## ARTICLE
• • • • • • •

Histoire et société

Dieu me pardonne c'est son métier

Le patron écologiste, les obus de canon ou la bonne âme du Se-Tchouan de Brecht, par Danielle Bleitrach

Une histoire “édifiante” qui aurait ravi Brecht parce qu’il savait que sur ce qui est “édifiant” le propre du système capitaliste est de ne rien pouvoir “édifier”. En revanche, la mise à distance nous permet de méditer sur les bons sentiments et les vrais profits qui conduisent à la guerre dont les peuples font toujours les frais.

Le Point

Ce jour-là, nous sommes en 2019, à la barre du tribunal de commerce, les juges entendent Jérôme Garnache-Creuillot raconter son projet avec emphase. Avec son groupe Europlasma, spécialisé dans l’économie verte, il veut reprendre les Forges de Tarbes et ses 20 salariés.

• • • • • • •

## DONNÉES AFFICHÉES
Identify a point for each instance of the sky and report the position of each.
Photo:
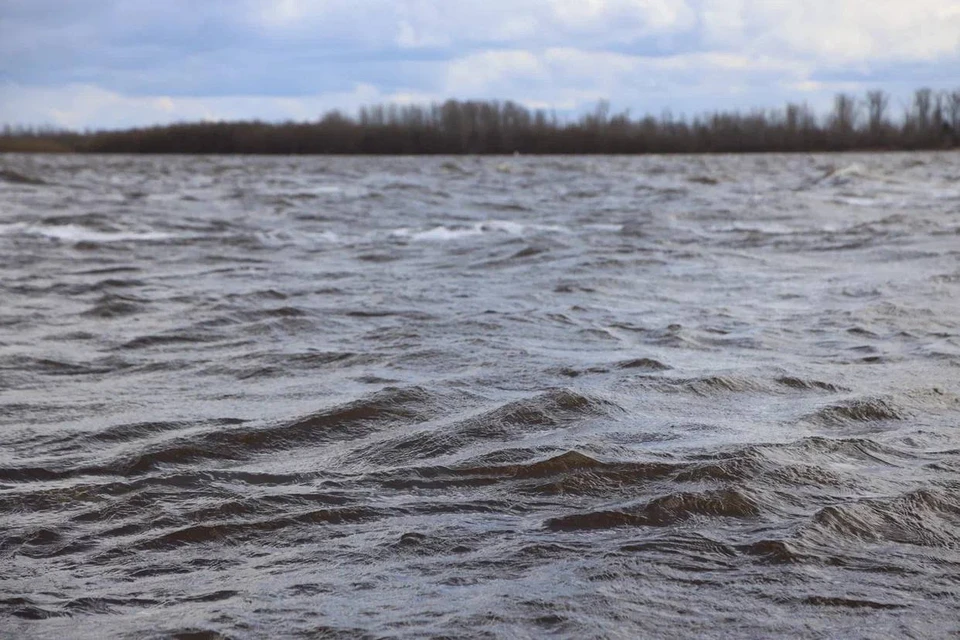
(85, 64)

• • • • • • •

## CONSIGNE
Répondez s'il vous plaît à ces questions sur l'article :
1. Quel nom est indiqué comme auteur de l'article ?
2. En quelle année Jérôme Garnache-Creuillot expose-t-il son projet devant le tribunal de commerce ?
3. Combien de salariés comptent les Forges de Tarbes ?

## RÉPONSE
1. Danielle Bleitrach
2. En 2019
3. 20 salariés